**ASSIGNMENT**
Check every line of the entries for the string "below" and return the ones that contain it.

**RECORDS SUPPLIED**
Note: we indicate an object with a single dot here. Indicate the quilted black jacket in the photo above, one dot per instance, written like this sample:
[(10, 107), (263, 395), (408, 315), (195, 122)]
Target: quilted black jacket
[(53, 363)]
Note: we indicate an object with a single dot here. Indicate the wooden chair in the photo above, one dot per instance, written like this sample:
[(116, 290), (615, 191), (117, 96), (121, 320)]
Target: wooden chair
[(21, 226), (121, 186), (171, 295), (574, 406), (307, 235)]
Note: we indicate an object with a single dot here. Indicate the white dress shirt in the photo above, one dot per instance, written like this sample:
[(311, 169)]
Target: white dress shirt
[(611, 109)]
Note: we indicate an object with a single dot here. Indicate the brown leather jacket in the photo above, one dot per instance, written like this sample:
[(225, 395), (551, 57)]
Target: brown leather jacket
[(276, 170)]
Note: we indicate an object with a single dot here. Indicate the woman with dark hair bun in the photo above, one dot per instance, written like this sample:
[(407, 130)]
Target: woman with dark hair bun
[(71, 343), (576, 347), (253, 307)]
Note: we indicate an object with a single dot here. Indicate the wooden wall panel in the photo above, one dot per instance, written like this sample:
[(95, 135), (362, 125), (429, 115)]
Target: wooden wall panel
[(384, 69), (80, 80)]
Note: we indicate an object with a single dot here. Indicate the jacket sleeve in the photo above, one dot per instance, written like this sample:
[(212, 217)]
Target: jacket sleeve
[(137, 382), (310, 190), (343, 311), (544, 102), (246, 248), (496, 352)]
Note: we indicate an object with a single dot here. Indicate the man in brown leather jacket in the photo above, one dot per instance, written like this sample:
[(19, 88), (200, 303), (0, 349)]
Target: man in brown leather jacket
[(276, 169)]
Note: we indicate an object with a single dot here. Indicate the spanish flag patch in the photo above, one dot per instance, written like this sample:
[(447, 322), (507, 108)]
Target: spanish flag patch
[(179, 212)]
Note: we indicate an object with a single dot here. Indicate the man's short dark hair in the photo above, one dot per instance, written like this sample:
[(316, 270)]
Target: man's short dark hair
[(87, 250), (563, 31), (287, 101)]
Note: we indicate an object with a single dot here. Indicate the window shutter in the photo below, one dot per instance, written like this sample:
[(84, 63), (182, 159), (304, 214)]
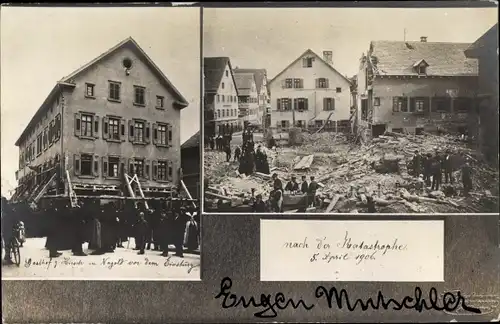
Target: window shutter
[(95, 165), (123, 129), (146, 169), (104, 166), (154, 167), (170, 171), (76, 164), (130, 130), (148, 133), (170, 135), (395, 104), (78, 125), (105, 127), (96, 126), (155, 133), (412, 104)]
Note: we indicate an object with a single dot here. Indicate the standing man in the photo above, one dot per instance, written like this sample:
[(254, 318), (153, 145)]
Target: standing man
[(305, 186), (467, 177), (417, 161), (448, 167)]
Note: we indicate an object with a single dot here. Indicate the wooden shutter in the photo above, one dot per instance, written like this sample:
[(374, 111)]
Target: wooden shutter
[(95, 165), (131, 130), (105, 127), (78, 124), (395, 107), (155, 133), (76, 164), (170, 135), (146, 169), (96, 126), (147, 137), (154, 167)]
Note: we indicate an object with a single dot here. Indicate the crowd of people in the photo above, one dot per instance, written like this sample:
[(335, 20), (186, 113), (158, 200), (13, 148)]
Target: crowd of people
[(108, 227), (434, 167)]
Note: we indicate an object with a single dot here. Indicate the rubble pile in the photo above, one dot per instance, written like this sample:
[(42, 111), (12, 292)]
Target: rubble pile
[(349, 174)]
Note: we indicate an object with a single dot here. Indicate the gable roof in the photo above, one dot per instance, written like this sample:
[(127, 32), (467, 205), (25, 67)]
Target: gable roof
[(443, 59), (310, 52), (259, 75), (244, 83), (68, 80), (490, 36), (213, 70), (193, 141)]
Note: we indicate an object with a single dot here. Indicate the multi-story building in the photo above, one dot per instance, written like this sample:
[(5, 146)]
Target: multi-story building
[(263, 98), (118, 114), (415, 86), (248, 104), (221, 96), (310, 92), (485, 49)]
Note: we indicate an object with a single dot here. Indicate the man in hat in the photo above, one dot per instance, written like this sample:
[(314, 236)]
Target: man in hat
[(448, 167), (292, 185)]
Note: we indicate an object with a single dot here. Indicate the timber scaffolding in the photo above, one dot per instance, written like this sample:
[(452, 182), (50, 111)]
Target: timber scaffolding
[(49, 184)]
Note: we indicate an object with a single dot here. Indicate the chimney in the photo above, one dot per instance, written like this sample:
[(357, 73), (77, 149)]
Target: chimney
[(327, 56)]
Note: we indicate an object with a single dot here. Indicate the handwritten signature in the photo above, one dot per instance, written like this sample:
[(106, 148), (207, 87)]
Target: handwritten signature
[(270, 304)]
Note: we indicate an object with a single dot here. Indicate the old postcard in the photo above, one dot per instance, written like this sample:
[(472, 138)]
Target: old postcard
[(350, 110), (100, 143)]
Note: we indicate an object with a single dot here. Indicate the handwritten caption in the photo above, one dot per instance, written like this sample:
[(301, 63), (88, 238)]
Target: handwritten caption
[(107, 263), (328, 250)]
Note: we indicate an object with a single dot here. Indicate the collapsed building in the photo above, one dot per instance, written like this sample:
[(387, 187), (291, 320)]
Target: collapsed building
[(109, 131)]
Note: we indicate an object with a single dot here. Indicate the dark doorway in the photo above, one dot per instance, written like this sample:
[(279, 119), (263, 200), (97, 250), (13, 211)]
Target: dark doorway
[(378, 130)]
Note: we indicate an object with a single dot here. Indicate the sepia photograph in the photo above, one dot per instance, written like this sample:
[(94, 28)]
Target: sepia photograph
[(101, 157), (350, 110)]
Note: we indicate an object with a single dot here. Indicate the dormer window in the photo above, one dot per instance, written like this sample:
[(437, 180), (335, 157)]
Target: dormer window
[(421, 67)]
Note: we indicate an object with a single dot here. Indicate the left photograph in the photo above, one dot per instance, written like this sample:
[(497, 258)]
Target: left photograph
[(100, 143)]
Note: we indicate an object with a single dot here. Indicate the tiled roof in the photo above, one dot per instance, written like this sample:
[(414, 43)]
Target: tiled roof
[(259, 75), (193, 141), (213, 68), (243, 82), (444, 59)]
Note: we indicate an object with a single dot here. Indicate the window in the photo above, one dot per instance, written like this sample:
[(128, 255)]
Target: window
[(89, 90), (138, 132), (322, 83), (300, 104), (139, 95), (159, 101), (328, 104), (162, 170), (419, 104), (162, 134), (114, 128), (114, 91), (307, 62), (399, 104), (86, 164), (441, 104), (113, 167)]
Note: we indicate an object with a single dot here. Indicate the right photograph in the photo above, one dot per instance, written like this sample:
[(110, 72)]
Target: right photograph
[(350, 110)]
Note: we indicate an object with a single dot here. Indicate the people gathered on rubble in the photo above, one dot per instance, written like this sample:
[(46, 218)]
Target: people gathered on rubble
[(107, 227)]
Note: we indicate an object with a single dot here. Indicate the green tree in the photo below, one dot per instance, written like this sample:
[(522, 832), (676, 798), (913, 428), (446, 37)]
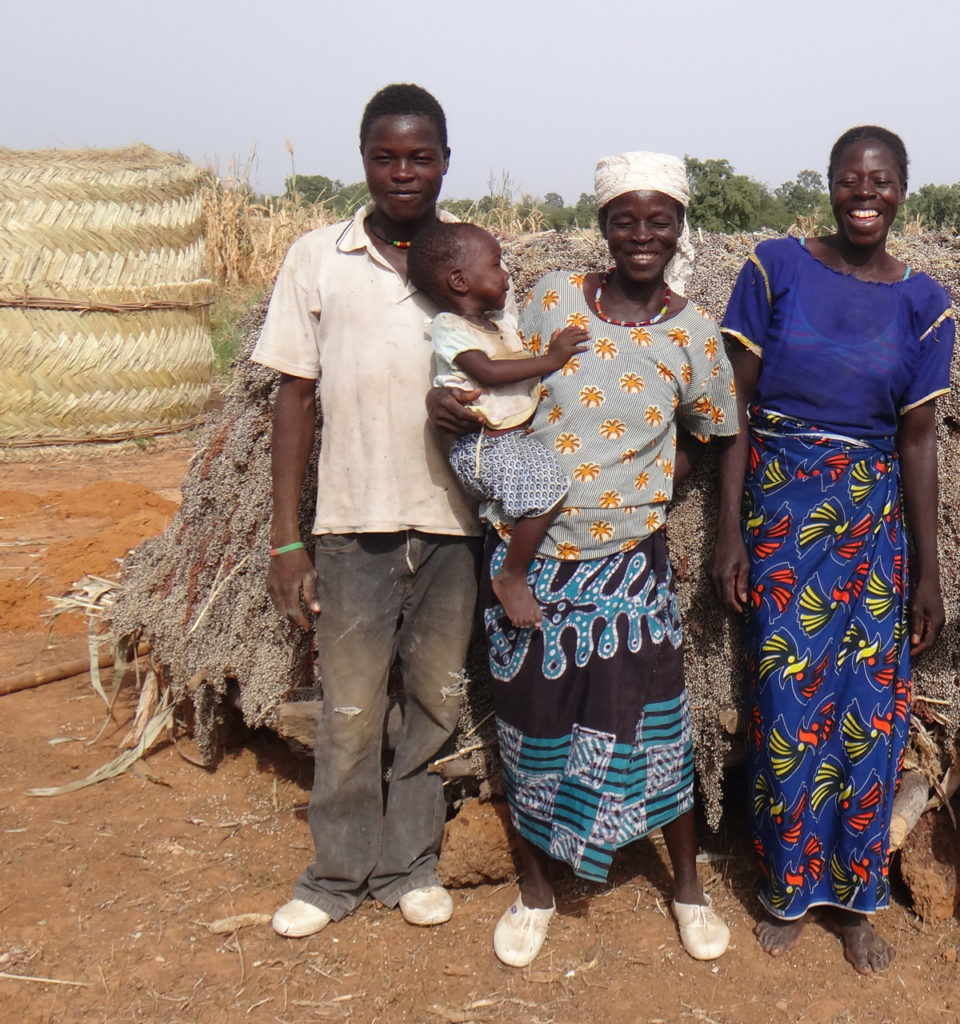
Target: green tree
[(802, 196), (937, 206), (721, 200)]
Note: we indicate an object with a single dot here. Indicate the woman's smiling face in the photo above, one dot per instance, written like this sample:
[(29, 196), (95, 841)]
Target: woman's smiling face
[(642, 229), (866, 192)]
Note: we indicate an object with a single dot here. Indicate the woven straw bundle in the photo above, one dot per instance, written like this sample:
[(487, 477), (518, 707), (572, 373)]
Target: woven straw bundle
[(103, 303)]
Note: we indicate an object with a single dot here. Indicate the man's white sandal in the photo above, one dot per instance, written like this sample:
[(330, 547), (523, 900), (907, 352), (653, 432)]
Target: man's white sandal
[(703, 934), (427, 905), (520, 933), (298, 918)]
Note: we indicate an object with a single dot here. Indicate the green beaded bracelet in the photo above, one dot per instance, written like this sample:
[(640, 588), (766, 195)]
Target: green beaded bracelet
[(287, 547)]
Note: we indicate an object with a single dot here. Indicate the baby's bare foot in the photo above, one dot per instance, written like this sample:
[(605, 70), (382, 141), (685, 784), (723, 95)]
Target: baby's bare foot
[(518, 600), (777, 937), (862, 946)]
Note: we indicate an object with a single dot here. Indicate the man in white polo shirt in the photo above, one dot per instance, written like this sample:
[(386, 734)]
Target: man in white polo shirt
[(396, 542)]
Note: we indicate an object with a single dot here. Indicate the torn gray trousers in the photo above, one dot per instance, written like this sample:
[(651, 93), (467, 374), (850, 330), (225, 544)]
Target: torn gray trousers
[(408, 595)]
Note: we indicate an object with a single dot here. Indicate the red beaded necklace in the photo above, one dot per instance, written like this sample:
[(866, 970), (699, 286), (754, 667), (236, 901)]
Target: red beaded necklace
[(609, 320)]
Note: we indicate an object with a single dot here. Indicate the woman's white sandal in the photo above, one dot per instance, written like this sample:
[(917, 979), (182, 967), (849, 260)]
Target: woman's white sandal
[(520, 932), (703, 934)]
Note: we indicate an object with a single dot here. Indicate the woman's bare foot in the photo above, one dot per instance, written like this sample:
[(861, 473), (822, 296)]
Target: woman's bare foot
[(867, 951), (777, 937), (518, 600)]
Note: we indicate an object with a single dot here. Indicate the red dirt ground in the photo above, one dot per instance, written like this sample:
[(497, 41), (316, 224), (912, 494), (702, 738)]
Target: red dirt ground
[(110, 891)]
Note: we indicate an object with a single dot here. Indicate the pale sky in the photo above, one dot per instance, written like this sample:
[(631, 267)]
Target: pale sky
[(539, 91)]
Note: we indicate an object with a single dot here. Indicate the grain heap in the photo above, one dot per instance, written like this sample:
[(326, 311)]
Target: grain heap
[(103, 303), (198, 591)]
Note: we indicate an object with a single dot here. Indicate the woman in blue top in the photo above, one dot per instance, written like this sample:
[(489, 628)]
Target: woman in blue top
[(840, 352)]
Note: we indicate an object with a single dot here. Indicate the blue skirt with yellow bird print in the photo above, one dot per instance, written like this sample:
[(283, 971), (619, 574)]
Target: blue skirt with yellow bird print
[(828, 663)]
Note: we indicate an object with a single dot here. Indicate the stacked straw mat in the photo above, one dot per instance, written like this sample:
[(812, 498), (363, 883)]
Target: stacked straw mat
[(103, 304)]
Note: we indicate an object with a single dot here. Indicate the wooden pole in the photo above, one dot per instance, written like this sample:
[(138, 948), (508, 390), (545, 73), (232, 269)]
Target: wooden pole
[(28, 680)]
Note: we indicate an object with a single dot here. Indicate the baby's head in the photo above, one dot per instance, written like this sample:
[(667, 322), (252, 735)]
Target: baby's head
[(459, 267)]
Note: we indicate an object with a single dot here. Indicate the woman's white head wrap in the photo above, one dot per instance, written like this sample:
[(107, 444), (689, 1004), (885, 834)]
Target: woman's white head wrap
[(650, 172)]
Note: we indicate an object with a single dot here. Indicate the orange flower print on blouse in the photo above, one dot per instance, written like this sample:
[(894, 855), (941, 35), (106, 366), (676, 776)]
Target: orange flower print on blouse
[(586, 472), (601, 530), (654, 416), (567, 443), (702, 406), (664, 372), (604, 348), (610, 500), (613, 430), (570, 367), (578, 320)]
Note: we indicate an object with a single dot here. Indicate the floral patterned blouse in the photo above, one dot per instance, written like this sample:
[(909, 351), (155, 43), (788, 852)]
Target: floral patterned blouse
[(610, 415)]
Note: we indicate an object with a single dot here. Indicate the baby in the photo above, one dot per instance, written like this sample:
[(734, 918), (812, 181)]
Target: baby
[(459, 267)]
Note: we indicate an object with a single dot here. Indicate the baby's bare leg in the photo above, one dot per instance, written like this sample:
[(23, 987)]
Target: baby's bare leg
[(510, 585)]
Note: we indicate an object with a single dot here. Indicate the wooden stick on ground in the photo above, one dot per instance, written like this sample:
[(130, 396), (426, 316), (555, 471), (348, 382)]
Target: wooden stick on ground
[(908, 806)]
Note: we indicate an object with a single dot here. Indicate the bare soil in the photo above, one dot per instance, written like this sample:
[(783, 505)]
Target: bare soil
[(107, 894)]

**OUTPUT OF THE EXERCISE**
Note: we indicate an object with a single dot here. Indicate the window shutter in the photo below, one dot per instance, written like this sample:
Note: we indicate an object with a single dot here. Indicate the green tree in the photo below, one dot per instance, written like this sample:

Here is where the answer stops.